▸ Challenge
Reproduce the rows below word for word.

[Items from a data source]
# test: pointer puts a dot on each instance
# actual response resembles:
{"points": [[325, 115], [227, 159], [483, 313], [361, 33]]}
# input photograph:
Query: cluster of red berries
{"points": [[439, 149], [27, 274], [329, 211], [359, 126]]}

▸ Final result
# test: pointer puts a dot on each instance
# actual response resembles:
{"points": [[325, 115], [227, 159], [483, 313], [361, 33]]}
# input photograph:
Query: cluster of red berries
{"points": [[439, 149], [27, 274], [329, 211], [359, 126]]}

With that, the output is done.